-- Written exercise --
From the records below, extract every line that contains the string "shirt". Copy each matching line unchanged.

Region annotation entries
────
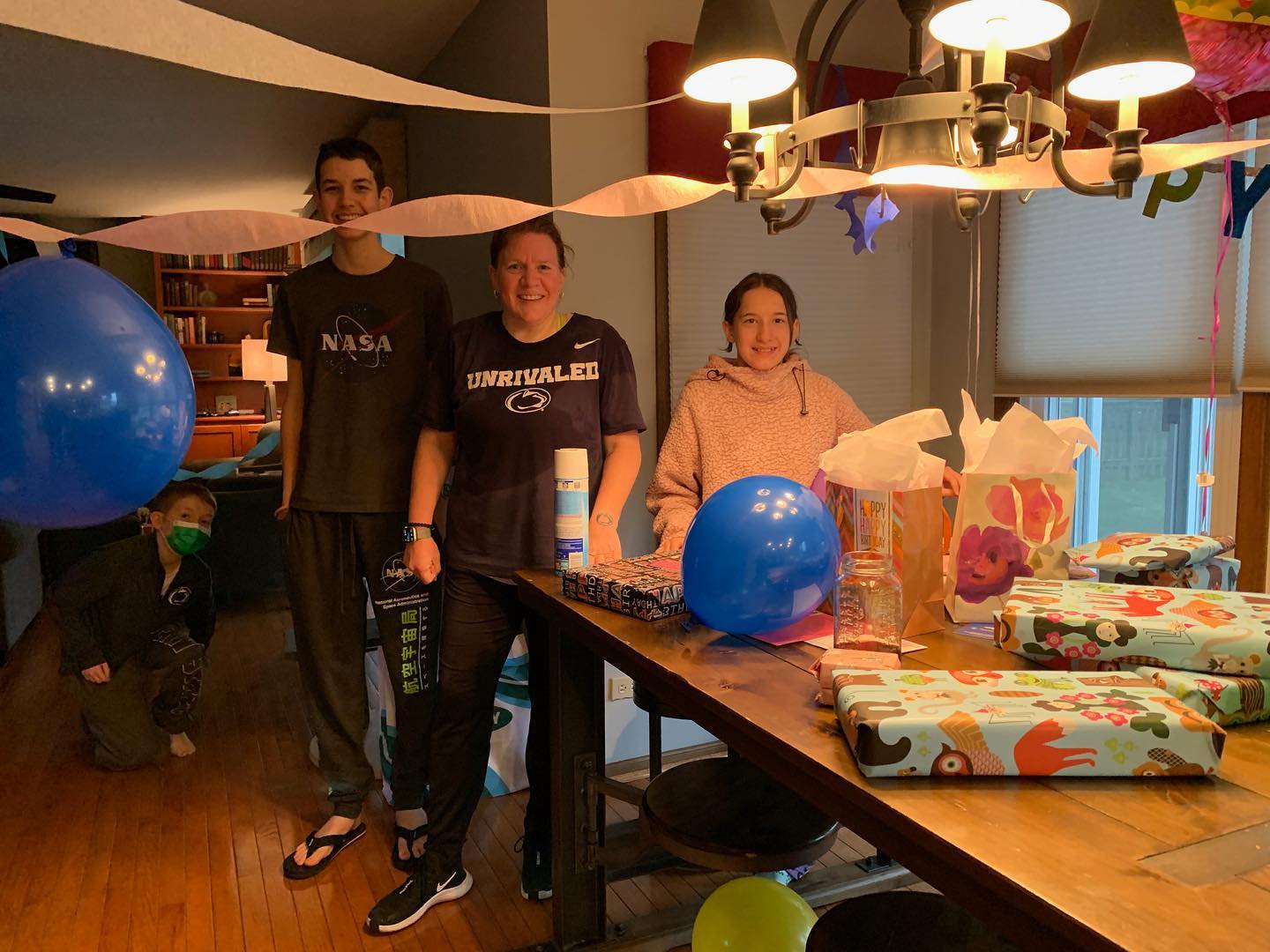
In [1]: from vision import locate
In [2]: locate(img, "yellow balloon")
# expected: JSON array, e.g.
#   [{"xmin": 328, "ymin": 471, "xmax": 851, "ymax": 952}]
[
  {"xmin": 1175, "ymin": 0, "xmax": 1270, "ymax": 23},
  {"xmin": 692, "ymin": 876, "xmax": 815, "ymax": 952}
]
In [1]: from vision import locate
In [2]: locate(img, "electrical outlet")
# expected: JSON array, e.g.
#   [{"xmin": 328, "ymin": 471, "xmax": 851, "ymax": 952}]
[{"xmin": 609, "ymin": 678, "xmax": 635, "ymax": 701}]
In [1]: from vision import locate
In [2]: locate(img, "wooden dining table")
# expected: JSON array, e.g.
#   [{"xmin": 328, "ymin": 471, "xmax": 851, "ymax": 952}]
[{"xmin": 517, "ymin": 570, "xmax": 1270, "ymax": 951}]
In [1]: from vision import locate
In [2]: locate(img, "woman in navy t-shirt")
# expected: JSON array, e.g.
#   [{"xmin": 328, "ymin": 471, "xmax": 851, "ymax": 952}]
[{"xmin": 367, "ymin": 216, "xmax": 644, "ymax": 932}]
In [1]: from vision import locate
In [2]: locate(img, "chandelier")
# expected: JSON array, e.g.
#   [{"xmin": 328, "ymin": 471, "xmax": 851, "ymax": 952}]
[{"xmin": 684, "ymin": 0, "xmax": 1195, "ymax": 234}]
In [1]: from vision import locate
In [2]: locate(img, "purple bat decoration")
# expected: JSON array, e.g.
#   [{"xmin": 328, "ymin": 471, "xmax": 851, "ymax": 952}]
[{"xmin": 834, "ymin": 191, "xmax": 900, "ymax": 255}]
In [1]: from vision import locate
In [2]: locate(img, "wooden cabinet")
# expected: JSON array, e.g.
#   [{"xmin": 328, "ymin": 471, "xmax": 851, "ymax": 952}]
[
  {"xmin": 184, "ymin": 416, "xmax": 265, "ymax": 464},
  {"xmin": 185, "ymin": 424, "xmax": 242, "ymax": 462},
  {"xmin": 239, "ymin": 423, "xmax": 265, "ymax": 453}
]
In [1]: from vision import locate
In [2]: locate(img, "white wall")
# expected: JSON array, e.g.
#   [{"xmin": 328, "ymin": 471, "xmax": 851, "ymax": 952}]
[{"xmin": 548, "ymin": 0, "xmax": 710, "ymax": 762}]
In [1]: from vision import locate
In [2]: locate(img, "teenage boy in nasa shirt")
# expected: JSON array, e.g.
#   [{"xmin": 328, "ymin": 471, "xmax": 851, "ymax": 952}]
[{"xmin": 269, "ymin": 138, "xmax": 451, "ymax": 878}]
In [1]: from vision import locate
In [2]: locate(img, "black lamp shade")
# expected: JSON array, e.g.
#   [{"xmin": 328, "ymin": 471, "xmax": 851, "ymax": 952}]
────
-- Output for this exercise --
In [2]: locate(img, "woman in navy t-shirt")
In [2]: locate(img, "teenage boy in nasa shirt")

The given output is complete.